Texte fourni:
Bien que Donald Trump fasse beaucoup de bruit et que ses sorties soient largement relayées par les médias, ses discours n’auront aucun effet sur la pensée citoyenne, estime le professeur: «Selon moi, ses prises de position pourraient même desservir son message. Trump dit des bêtises la majorité du temps, sa réputation le précède. Il pourrait même faire douter les antivax européens.»
Un risque du côté des politiques de droite
En revanche, l’influence du président américain pourrait s’exercer sur les niveaux de pouvoirs proches de ses idées. Ce qui a failli être le cas en Italie, le 5 août dernier, à l’annonce des nominations du nouveau groupe consultatif technique national sur la vaccination (NITAG). Dans cette liste figuraient deux «no-vax» notoires: le pédiatre Eugenio Serravalle, à la tête d’une organisation questionnant la corrélation entre vaccin et autisme, et l’hématologue Paolo Bellavita, qui avait suscité la polémique par ses positions controversées sur le vaccin contre le Covid-19. Face à la pression des citoyens et de la communauté scientifique, le groupe a finalement été dissous par le ministre de la Santé italien contre l’avis de Giorgia Meloni, laquelle entretient de bonnes relations avec Donald Trump. «On peut aussi imaginer que les Hongrois ou la Slovaquie emboîtent le pas, suppute Jean-Luc Delche. Il pourrait alors y avoir une influence à la « trumpienne » lors de la constitution d’organes scientifique.»

Lignes extraites:

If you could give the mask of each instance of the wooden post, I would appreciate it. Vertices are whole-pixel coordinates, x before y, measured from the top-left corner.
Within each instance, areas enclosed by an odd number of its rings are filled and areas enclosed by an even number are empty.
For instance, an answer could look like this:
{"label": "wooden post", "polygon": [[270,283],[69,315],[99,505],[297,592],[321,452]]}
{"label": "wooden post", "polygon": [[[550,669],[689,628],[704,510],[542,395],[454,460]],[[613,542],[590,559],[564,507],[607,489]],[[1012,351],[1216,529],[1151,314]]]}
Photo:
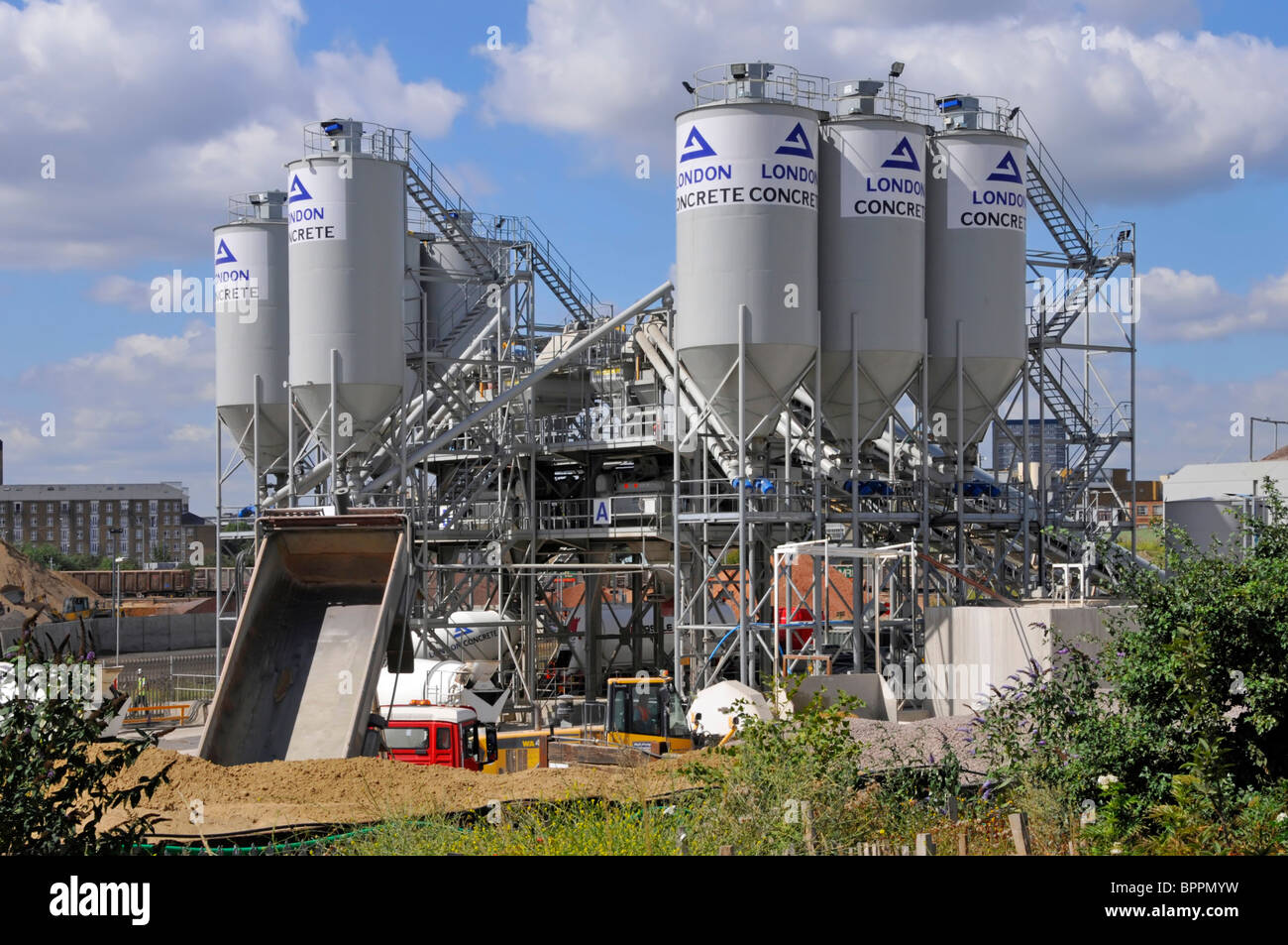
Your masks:
{"label": "wooden post", "polygon": [[1033,851],[1033,842],[1029,838],[1029,815],[1012,813],[1007,820],[1011,821],[1011,841],[1015,843],[1016,856],[1028,856]]}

Consigne: Rédigez la suite du texte sur l'influence de Donald Trump sur la méfiance envers les vaccins en Europe, à partir de sa dernière phrase.

Réponse:
«Dès que Trump dit quelque chose, trois semaines plus tard, on peut être sûr de l’entendre de la bouche de certains politiques francophones.»
Le médecin craint, par ailleurs, que de tels discours puissent trouver écho en Belgique via les prises de paroles d’hommes politiques de droite. «On observe déjà, chez nous, une sorte de mimétisme. Dès que Trump dit quelque chose, trois semaines plus tard, on peut être sûr de l’entendre de la bouche de certains politiques francophones, pointe-t-il du doigt sans citer de nom. On en a eu la preuve récemment avec les critiques émises à l’encontre l’association Modus Vivendi, qui a distribué des pailles à sniffer lors d’un festival. A l’image de Trump, qui donne son avis sur tout, et souvent n’importe comment, ce politique a dit des absurdités sur un sujet dont il ne connaissait pas le fond, avec des penchants idéologiques assez forts.»
Eduquer pour ne pas berner
Selon l’AVIQ, ce type discours antivax, qui tend à remettre également en question les recommandations de santé, trouvera «malheureusement» toujours un écho auprès de quelques personnes. L’Agence wallonne pour une vie de qualité s’attelle donc «chaque jour à sensibiliser les citoyens sur les questions de prévention santé», indique-t-elle. Notamment via des campagnes de sensibilisation.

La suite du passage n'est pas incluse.